GOALS:
**a)** In the article on non-production environments, rewrite the paragraph beginning "We all know that clean, separated environments" as a short bulleted list that keeps its main facts.
**b)** Reproduce word for word the passage of the article on non-production environments starting at "3. Assuming that" and ending at "at a time...".
**c)** Resume the article on non-production environments after its final sentence, keeping the same voice and topic.

-- start READING PASSAGE --

Non-Production Environments: Anti-Patterns

Introduction

 

We all know that clean, separated environments are critical for developing and testing our software.  And yet somehow we tend to get it wrong, often.  The Continuous Delivery movement puts this at the forefront of its concerns, which is great.  So if you're headed down the CD path, chances are you are tackling or are about to tackle the "environment problem".  Because it's a tough thing to get right and because it involves up-front and continuous investment, it tends to be de-emphasized in the feature-crazed Agile world.  But unless you're just doing a proof-of-concept, not solving the environment problem will slow you down, hurt quality and become harder to fix over time.  There are a few anti-patterns that I see over and over:
  1. Not giving proper attention to the data tier(s) of the stack (e.g. relational database, NoSQL database, text/search database, file systems used for storage, etc.)
  2. Not extending environments "all the way out".  You should be able to have environments that go up and down: CDN->Load Balancer->Web Server->App Server(s)->DB Server(s), etc.
  3. Assuming that the number of non-production environments that you need is fixed and can be predetermined.
So, let's talk a little about these a bit, one at a time...

Not giving proper attention to the data tier(s) of the stack

 

The reason this gets skimped on is because it's hard!  Some issues:
  • ORMs have encouraged ignorance of relational databases and people don't work hard at things they do not understand.  If you don't understand a relational database, what are the chances you're going to work at getting a synch / replication / sub-setting process built?  Most developers who have come up in the last 10 years have a small fraction of understanding of relational databases when compared to those who came up before that.  Before ORMs, you had to understand relational databases in detail to build a complex application.  ORMs have been both a blessing and a curse in some ways.  Many would say only a curse.  One of the "curse" aspects is that they encourage ignorance where ignorance is to our detriment.  Despite the emergence of other data stores, relational databases will survive for many years for certain use cases.  The ACID and strong consistency guarantees are very convenient for certain problems.  If distributed ACID emerges (e.g. FoundationDb, NuoDb attempt this) then that could move some of those use cases away from the relational model.  But most (balanced) experts agree that for the foreseeable future, relational databases remain an essential aspect of storage even as NoSQL takes over certain use cases.  One notable exception is Michael Stonebraker, inventor of PostgreSQL, VoltDb, recent Turing award winner and certainly smarter man than me.  He predicts that column stores will obviate relational databases within the data warehouse arena and that distributed ACID systems like VoltDb will take over what remains of their share in the OLTP market.  However VoltDb is an in-memory database and he doesn't (as far as I can tell) talk about distributed ACID that's too big to fit in memory.  That's what FoundationDb, etc. are trying to address.  He is a guru but also extreme in his views.  I agree that relational databases can (and perhaps will) be completely overtaken - but distributed ACID large-scale databases need to be built for that to happen.  It's interesting to see that Google has moved away from BigTable and built a distributed ACID system for its developers. (Spanner, F1)  Unfortunately it depends upon specialized hardware at the data center (atomic & GPS clocks) that is not yet available to the average consumer of the public cloud.  Maybe CaaS (clocks as a service) will be added by AWS someday.

-- end READING PASSAGE --
-- start ENTRIES --

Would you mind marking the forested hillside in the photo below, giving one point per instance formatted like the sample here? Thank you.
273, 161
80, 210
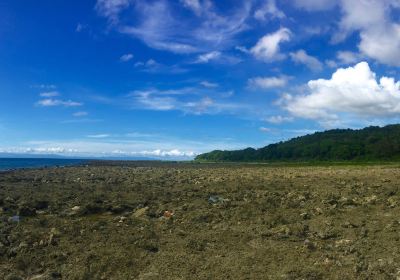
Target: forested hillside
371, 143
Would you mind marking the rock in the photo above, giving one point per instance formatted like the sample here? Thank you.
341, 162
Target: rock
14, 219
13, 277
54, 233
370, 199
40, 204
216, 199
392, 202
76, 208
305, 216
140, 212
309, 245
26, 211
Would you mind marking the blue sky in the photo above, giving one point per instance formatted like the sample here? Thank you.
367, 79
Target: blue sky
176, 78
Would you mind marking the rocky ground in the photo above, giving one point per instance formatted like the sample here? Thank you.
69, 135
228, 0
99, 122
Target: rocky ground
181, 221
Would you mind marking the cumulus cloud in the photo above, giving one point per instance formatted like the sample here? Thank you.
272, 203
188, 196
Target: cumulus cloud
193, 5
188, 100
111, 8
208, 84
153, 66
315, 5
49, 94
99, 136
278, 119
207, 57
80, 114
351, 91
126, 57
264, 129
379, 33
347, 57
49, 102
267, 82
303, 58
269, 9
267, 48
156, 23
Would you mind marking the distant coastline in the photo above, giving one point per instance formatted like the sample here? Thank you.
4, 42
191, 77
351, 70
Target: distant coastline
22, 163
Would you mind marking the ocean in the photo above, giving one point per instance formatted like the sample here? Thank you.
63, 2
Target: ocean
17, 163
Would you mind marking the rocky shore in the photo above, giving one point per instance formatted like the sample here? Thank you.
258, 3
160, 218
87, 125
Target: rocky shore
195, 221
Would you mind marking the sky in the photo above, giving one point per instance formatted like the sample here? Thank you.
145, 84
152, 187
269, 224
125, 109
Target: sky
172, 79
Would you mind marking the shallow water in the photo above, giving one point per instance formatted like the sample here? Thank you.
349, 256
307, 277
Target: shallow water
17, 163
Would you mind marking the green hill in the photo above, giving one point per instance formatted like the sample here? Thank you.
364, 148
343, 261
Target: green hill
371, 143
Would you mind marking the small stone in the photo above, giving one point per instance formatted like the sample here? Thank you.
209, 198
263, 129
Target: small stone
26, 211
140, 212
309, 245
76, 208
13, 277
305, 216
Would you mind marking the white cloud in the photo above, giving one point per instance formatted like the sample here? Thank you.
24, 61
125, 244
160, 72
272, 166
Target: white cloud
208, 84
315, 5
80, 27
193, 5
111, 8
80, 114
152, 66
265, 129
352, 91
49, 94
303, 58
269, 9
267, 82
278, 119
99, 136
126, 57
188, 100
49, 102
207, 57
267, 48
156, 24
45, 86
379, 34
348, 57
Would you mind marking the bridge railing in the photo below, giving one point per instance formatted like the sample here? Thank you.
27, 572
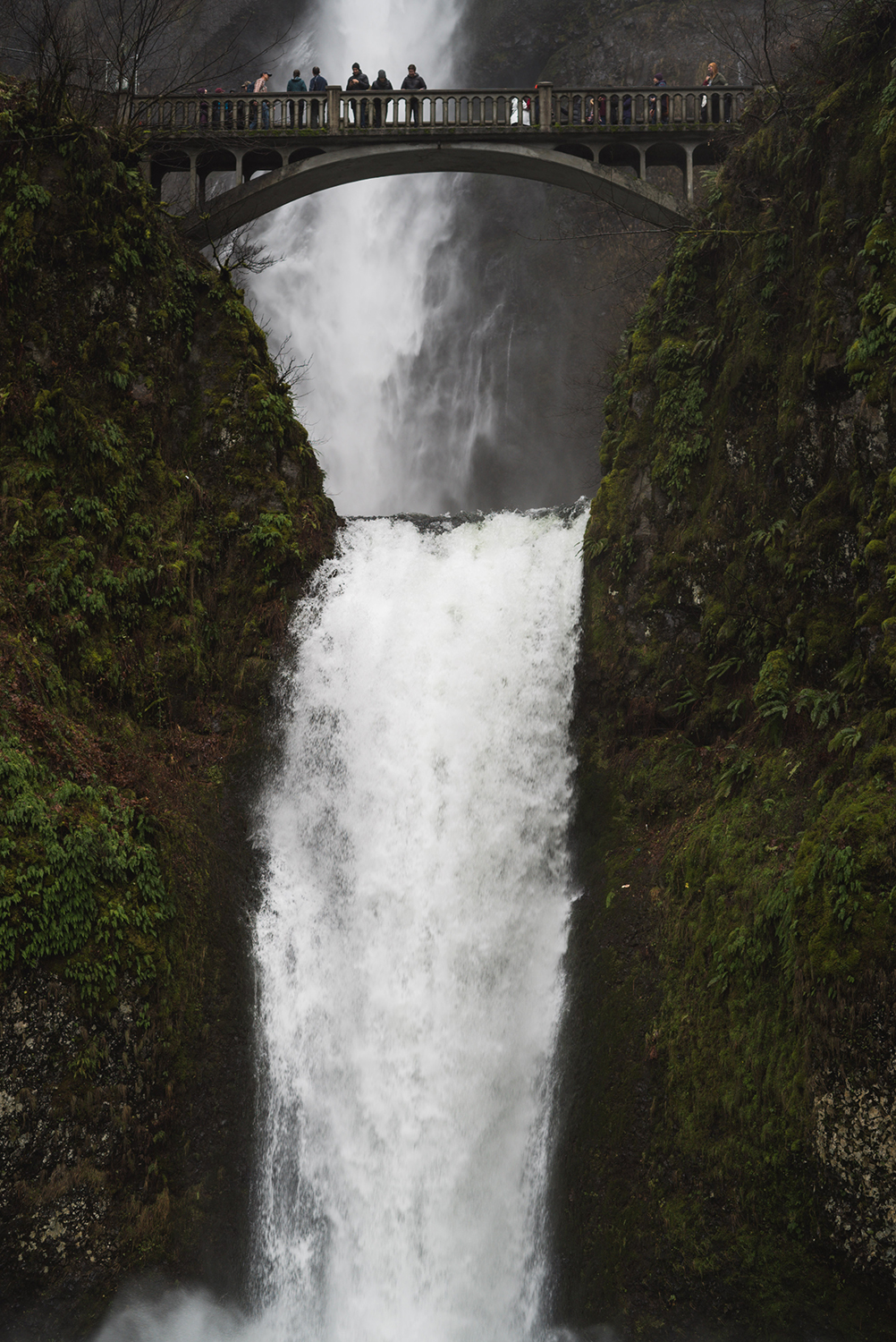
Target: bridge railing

-- end ENTRIES --
-- start ENTRIES --

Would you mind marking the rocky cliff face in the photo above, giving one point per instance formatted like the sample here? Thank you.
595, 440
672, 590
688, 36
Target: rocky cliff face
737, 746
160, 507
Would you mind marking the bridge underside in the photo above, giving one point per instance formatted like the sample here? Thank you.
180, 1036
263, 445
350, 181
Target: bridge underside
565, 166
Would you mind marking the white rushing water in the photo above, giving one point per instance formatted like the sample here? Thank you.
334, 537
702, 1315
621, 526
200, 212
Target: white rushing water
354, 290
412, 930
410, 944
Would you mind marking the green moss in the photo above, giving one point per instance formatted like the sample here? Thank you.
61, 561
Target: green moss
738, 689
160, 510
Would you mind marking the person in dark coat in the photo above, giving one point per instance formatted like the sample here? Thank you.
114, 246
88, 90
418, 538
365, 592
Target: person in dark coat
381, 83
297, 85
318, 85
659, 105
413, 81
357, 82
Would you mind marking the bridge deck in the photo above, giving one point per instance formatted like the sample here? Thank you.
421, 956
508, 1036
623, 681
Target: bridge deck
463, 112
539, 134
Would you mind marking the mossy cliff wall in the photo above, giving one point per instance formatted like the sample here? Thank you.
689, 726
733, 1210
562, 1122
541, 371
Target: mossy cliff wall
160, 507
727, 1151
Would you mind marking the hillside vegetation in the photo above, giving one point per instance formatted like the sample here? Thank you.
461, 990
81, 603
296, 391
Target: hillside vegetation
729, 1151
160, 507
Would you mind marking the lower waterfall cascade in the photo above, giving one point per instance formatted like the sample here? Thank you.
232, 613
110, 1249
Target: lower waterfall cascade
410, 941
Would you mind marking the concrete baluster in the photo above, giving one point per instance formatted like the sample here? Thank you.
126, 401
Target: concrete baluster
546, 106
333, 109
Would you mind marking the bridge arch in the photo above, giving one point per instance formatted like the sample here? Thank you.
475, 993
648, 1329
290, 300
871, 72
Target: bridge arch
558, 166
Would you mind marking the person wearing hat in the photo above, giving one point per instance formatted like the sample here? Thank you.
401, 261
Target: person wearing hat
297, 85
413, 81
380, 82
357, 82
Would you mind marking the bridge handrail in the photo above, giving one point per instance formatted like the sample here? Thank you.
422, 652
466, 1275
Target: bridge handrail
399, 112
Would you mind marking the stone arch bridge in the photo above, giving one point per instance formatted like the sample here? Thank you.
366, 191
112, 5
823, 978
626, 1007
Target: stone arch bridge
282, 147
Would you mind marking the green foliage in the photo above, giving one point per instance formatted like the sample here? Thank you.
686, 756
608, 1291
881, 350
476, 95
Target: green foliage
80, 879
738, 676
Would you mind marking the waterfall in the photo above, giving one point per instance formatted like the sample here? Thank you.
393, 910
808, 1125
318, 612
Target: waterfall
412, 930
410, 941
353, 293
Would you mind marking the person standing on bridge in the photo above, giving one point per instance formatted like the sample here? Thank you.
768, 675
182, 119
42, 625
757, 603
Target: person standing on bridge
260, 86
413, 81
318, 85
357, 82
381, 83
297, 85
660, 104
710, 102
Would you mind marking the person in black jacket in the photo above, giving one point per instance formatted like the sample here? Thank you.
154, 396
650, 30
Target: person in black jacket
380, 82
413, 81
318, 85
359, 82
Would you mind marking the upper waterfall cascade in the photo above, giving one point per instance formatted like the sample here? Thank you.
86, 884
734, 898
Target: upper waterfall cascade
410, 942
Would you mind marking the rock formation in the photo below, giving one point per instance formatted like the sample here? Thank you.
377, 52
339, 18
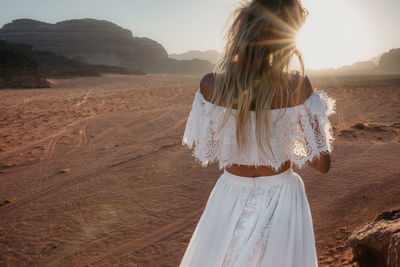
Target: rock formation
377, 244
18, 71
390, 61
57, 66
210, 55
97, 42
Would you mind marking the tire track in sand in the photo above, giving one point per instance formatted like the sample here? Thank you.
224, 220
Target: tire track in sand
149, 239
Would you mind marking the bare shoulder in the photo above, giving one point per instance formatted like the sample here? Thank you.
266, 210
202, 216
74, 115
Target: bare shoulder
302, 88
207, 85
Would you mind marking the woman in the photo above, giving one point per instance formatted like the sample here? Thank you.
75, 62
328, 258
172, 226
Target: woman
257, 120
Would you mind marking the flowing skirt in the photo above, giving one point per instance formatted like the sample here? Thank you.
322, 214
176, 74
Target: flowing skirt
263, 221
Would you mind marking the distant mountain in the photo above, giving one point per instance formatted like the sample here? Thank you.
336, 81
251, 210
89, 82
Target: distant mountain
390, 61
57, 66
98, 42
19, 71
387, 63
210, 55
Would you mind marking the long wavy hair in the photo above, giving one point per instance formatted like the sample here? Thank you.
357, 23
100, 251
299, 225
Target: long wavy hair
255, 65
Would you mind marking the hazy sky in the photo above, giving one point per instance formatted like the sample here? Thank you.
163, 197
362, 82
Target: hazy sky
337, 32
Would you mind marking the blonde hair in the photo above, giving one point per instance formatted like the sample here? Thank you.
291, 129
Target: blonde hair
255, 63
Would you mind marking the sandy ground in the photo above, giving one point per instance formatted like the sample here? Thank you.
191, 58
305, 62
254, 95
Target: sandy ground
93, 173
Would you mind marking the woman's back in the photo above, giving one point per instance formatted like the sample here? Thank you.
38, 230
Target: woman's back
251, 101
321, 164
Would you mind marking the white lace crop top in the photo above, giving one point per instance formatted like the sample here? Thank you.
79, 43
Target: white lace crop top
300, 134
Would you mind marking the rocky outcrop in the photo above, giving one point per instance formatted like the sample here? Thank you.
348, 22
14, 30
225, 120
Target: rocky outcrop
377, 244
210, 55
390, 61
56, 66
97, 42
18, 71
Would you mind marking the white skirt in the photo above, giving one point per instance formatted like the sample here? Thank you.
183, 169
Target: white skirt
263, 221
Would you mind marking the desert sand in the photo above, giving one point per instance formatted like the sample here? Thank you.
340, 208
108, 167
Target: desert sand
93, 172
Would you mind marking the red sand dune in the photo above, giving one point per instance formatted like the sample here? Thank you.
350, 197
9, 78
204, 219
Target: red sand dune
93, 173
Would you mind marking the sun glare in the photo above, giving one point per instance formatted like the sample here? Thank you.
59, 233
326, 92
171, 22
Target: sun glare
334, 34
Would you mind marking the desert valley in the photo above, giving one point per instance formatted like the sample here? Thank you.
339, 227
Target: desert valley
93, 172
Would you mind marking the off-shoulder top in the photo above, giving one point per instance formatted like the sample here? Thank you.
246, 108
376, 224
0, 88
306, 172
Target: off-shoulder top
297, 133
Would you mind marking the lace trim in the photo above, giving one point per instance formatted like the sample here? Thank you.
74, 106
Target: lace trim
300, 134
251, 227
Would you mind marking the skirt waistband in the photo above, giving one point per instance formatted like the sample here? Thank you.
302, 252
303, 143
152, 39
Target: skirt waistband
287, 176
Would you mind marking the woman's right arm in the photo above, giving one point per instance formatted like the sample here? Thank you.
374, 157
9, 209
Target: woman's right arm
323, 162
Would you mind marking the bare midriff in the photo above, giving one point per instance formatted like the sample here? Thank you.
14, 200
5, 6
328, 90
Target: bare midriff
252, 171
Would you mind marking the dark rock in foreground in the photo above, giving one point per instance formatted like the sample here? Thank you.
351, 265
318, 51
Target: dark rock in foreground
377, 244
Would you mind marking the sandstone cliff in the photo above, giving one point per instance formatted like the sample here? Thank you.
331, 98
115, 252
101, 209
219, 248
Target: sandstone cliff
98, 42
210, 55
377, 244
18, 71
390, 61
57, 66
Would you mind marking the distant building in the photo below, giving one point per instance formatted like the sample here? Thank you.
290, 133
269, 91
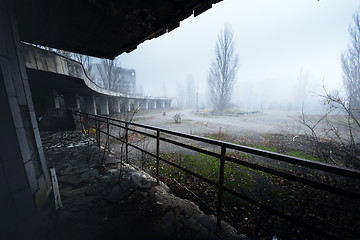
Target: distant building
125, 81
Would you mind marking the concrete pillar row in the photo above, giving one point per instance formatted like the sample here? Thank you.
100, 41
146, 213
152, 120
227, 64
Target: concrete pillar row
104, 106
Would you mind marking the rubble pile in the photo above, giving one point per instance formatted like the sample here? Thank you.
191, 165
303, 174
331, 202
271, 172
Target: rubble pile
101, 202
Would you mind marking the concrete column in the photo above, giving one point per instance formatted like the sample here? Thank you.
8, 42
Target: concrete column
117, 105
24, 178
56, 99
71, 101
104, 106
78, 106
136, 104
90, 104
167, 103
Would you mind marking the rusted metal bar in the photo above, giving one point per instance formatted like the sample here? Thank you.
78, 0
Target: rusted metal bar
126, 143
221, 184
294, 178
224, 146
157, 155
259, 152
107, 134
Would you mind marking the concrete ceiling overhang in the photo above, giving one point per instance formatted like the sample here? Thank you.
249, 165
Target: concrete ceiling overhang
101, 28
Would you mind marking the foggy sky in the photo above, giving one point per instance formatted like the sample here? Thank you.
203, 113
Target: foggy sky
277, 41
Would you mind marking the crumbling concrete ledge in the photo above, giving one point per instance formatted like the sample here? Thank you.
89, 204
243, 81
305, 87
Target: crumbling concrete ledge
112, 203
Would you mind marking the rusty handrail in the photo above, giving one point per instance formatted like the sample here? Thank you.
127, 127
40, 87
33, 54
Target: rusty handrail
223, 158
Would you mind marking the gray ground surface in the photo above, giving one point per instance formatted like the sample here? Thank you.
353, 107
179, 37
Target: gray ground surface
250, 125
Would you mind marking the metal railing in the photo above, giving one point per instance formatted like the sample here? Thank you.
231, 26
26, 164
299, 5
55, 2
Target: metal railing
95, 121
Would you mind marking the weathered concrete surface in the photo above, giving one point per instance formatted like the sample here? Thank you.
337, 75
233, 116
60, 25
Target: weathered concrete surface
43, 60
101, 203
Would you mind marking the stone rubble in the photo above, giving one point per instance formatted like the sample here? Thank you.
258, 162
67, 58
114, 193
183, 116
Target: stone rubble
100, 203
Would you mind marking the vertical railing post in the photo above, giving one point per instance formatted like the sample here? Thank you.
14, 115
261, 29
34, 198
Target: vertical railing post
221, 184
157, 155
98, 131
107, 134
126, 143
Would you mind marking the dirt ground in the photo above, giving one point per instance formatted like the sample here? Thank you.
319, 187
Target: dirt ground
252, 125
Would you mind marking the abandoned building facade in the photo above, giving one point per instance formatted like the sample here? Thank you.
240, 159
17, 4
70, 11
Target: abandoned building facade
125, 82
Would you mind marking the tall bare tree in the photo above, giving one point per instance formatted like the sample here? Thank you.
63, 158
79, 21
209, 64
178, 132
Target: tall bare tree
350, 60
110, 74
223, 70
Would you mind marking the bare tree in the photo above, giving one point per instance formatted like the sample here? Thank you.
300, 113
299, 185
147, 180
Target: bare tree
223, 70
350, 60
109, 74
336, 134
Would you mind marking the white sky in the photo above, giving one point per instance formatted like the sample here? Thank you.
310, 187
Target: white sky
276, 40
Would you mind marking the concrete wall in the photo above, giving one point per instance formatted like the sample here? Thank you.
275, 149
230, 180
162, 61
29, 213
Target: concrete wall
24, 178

-- end ENTRIES --

RESPONSES TO THE TASKS:
**a)**
- Clean, separated environments are critical for developing and testing software, yet teams often get them wrong.
- The Continuous Delivery movement puts this concern at the forefront, so anyone on the CD path is likely tackling the "environment problem."
- Getting environments right is hard and requires up-front and continuous investment, so feature-focused Agile work tends to de-emphasize it.
- Unless the work is only a proof-of-concept, leaving the problem unsolved slows teams down, hurts quality, and becomes harder to fix over time.
- The writer sees a few anti-patterns over and over.

**b)**
3. Assuming that the number of non-production environments that you need is fixed and can be predetermined.
So, let's talk a little about these a bit, one at a time...

**c)**
  • Increasingly, production systems are bigger and bigger.  So having any production-like data means having to copy around TBs of data.  To get it right you must often subset the data.  Both dealing with TBs and sub-setting TBs is hard work.  Sub-setting, for example, requires refinement and continuous maintenance as you add new types of data.  You can't approach the problem generically.
  • Given the explosion of database options ("polyglot persistence") it's common to have disparate types of databases for different use cases.  Each of these has to be well-understood to have good data environments.  This brings complexity.  For example, at LeadiD, we like Couchbase for a doc store and separately for a cache/key-value store, Elasticsearch for text/search and logging, PostgreSQL for relational, Azure and S3 for file storage, Kafka for messaging and Graphite for metrics.  That's a lot of things to get right and we're fairly careful about bringing in another data store.

 

Not extending environments "all the way out"

 

An environment should extend across all layers and tiers of a system.  For example, the CDN tier, the load-balancer tier, web server tier, app server(s) tier, data tiers, etc.  If you have access to a cloud infrastructure, this is fairly straightforward.  It just takes foresight and discipline.  With REST APIs for everything needed such as DNS management, CDN management, virtualization, Docker, etc., the tools are there to get this right.  It requires discipline but is nowhere near as hard as getting the data stack right.

 

Assuming that the number of non production environments that you need is fixed

 

You cannot know the number of non-production environments you need in advance and yet people make the big mistake of hard-coding and only configuring 3-4 environments total (e.g. Dev/QA/UAT, Dev/QA/UAT/Staging, Dev/QA/Staging).  There are two problems with this:
  1. You need one of these for every independent code path (e.g. might be a sub-team or a long-lived branch [sometimes you have no choice])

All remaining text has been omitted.